▶ **Problem A**
In the forum post about the getaddrinfo lock below, how long is Motor's connection timeout?
▶ **Problem B**
List the factors that the forum post about the getaddrinfo lock says combine to create the bad behavior in the bug report.

Thanks for your kind words about the crawler chapter. =) I think we didn't 
hit this problem there because the crawler only looked up one domain, or a 
few of them. On Mac, subsequent calls are cached at the OS layer for a few 
minutes, so getaddrinfo is very fast, even though it's serialized by the 
getaddrinfo lock. Besides I don't think the crawler has a connection 
timeout, so if it *were *looking up hundreds of domains it would wait as 
long as necessary for the lock.

In this bug report, on the other hand, there are hundreds of coroutines all 
waiting to look up different domains, and some of those domains take 
several seconds to resolve. Resolving hundreds of different domains, plus 
the getaddrinfo lock, plus Motor's 20-second connection timeout, all 
combine to create this bad behavior.

I like option #4 also; that gives me the freedom to either cache lookups in 
Motor, or to treat "localhost" specially, or at least to prevent a slow 
getaddrinfo from appearing to be a connection timeout. I haven't decided 
which is the best approach, but #4 allows me flexibility. Would you like me 
to write the patch or will you?

I'm curious about #5 too, but I think that's a longer term project.

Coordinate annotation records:
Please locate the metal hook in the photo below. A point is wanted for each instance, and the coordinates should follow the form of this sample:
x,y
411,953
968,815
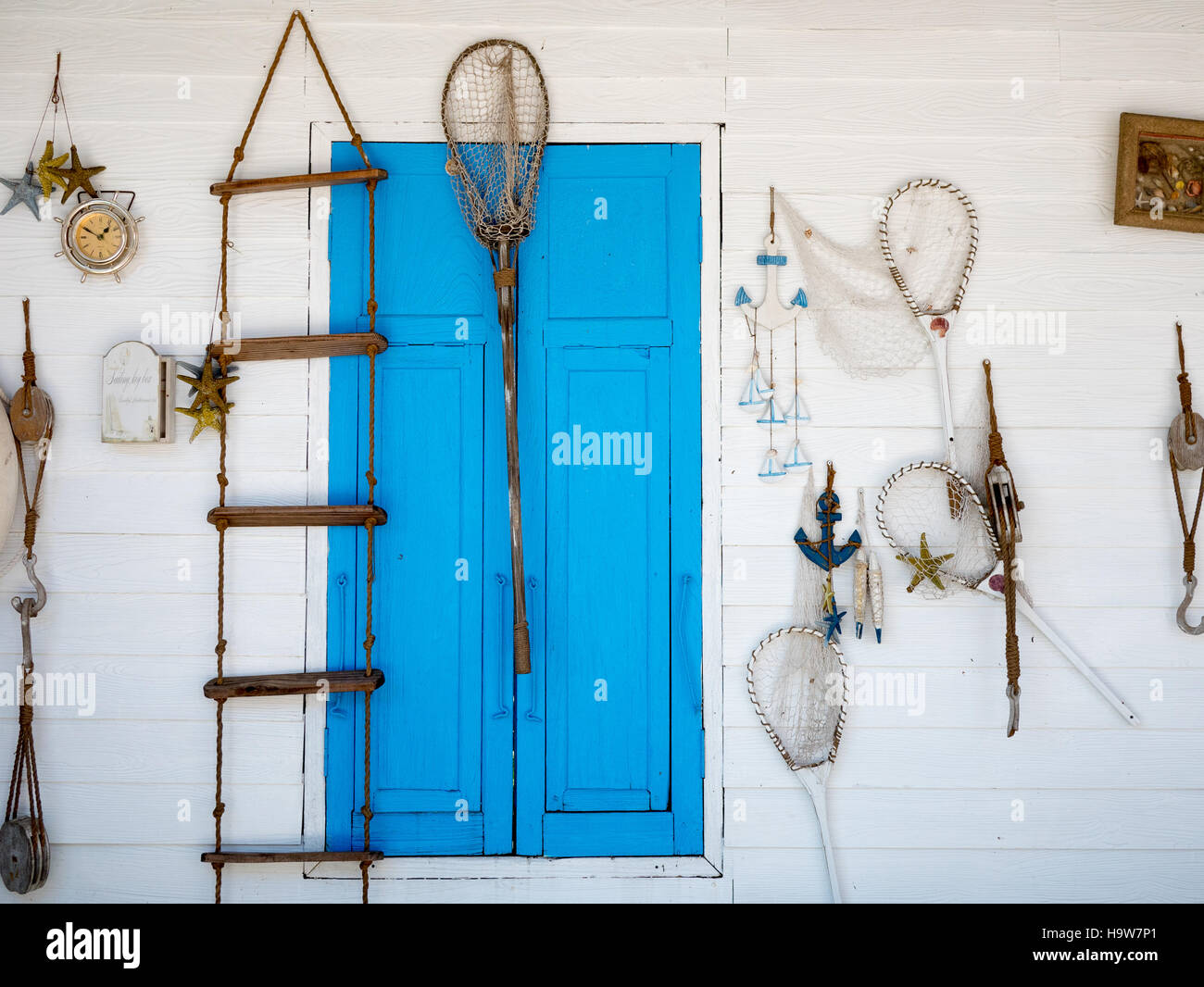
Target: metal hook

--

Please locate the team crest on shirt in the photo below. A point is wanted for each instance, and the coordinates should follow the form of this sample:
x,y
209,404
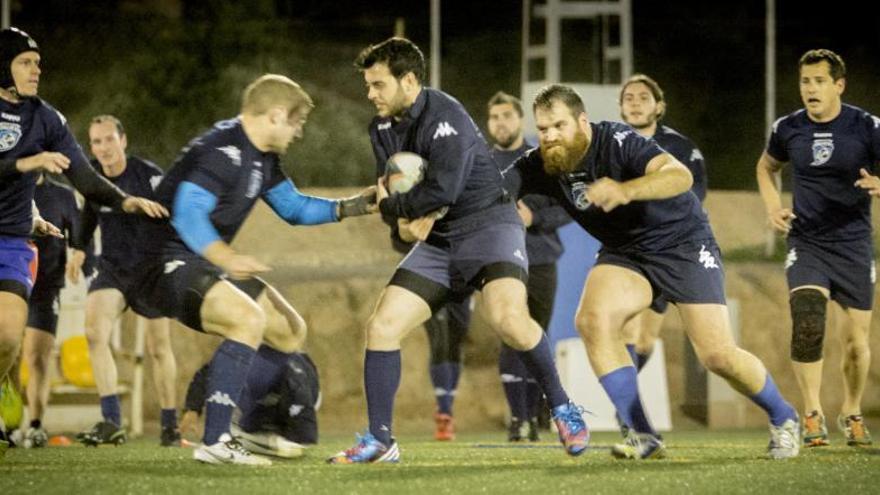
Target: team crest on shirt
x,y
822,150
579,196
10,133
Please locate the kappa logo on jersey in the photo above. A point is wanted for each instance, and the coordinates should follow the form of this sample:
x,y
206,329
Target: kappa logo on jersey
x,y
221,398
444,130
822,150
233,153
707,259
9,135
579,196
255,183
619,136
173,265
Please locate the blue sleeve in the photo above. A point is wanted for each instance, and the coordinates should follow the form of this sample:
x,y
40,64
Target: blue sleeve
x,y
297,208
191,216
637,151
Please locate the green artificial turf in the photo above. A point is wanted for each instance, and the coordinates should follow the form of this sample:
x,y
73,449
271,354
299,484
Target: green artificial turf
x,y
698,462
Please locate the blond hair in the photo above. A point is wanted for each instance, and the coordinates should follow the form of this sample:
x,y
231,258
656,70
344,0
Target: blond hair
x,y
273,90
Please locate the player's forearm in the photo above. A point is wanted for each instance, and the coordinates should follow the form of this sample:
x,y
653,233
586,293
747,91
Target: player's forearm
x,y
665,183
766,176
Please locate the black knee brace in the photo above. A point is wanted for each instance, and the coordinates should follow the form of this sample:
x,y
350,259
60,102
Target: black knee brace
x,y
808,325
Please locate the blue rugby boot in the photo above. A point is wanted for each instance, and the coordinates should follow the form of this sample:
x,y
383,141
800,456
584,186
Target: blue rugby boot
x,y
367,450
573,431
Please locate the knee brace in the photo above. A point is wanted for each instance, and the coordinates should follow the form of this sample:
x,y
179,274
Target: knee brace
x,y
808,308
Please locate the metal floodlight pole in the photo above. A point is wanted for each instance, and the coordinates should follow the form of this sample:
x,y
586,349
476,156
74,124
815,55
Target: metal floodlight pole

--

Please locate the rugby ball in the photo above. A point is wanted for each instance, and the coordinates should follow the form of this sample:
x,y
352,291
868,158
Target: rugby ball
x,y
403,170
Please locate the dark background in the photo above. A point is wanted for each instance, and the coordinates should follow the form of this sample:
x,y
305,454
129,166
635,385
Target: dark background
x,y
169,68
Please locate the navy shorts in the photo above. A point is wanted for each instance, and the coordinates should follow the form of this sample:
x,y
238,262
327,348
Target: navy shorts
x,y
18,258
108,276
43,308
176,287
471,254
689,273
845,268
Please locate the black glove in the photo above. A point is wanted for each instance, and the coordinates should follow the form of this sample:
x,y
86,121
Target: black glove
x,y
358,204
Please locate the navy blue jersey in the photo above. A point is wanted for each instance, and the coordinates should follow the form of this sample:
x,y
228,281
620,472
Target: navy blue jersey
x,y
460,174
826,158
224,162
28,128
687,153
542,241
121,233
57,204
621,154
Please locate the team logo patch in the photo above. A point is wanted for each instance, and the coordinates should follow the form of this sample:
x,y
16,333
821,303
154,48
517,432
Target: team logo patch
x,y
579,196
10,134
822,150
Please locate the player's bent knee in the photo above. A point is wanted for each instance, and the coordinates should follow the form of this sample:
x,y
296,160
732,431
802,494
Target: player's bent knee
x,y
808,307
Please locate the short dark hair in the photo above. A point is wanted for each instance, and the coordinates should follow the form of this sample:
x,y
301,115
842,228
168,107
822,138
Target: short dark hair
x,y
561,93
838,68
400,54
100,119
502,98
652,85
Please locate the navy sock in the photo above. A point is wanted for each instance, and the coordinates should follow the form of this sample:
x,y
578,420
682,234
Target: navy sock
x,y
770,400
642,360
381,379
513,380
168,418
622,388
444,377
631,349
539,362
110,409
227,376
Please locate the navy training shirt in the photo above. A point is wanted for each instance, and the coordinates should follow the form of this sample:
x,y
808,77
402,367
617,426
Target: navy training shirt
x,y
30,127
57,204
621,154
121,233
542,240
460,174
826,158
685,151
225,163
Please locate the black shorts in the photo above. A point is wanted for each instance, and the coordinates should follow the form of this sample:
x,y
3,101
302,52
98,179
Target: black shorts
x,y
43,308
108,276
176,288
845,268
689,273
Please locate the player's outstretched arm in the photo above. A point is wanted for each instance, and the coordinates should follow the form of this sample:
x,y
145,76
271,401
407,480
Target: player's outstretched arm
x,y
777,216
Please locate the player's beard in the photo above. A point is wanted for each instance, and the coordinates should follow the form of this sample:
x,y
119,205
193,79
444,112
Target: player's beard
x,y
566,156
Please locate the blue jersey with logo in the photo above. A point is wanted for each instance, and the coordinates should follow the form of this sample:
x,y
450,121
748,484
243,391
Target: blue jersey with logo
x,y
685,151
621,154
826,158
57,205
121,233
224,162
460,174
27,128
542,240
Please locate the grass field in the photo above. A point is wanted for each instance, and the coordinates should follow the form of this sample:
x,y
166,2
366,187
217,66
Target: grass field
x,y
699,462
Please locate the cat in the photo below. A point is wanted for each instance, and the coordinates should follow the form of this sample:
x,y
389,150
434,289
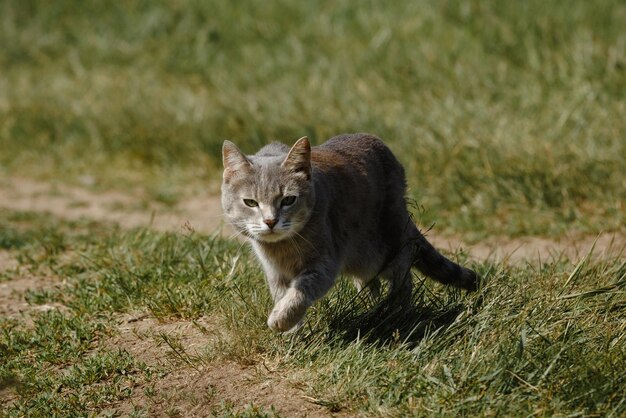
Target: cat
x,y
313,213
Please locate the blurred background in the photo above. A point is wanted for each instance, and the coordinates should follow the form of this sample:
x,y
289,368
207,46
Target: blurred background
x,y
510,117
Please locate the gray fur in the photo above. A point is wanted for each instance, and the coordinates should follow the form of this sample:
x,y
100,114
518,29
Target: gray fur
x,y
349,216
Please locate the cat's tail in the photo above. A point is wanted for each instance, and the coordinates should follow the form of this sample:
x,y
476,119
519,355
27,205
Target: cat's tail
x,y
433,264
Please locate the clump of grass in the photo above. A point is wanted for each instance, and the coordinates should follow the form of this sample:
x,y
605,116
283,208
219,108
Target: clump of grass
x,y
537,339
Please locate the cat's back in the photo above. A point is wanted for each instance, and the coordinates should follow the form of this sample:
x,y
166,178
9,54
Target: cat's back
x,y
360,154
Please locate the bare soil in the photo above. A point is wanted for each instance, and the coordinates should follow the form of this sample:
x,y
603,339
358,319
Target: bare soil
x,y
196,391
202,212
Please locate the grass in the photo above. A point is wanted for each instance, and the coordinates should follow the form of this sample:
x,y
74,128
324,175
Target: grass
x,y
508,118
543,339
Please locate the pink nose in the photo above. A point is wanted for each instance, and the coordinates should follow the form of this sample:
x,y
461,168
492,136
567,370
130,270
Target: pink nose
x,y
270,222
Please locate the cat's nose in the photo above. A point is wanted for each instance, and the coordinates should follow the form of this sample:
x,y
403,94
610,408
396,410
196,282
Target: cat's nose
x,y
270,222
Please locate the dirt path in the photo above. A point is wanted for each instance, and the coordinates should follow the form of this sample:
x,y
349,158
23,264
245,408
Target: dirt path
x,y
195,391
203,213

▶ **Final answer A**
20 seconds

▶ **Final answer B**
- Resolving hundreds of different domains
- The getaddrinfo lock
- Motor's 20-second connection timeout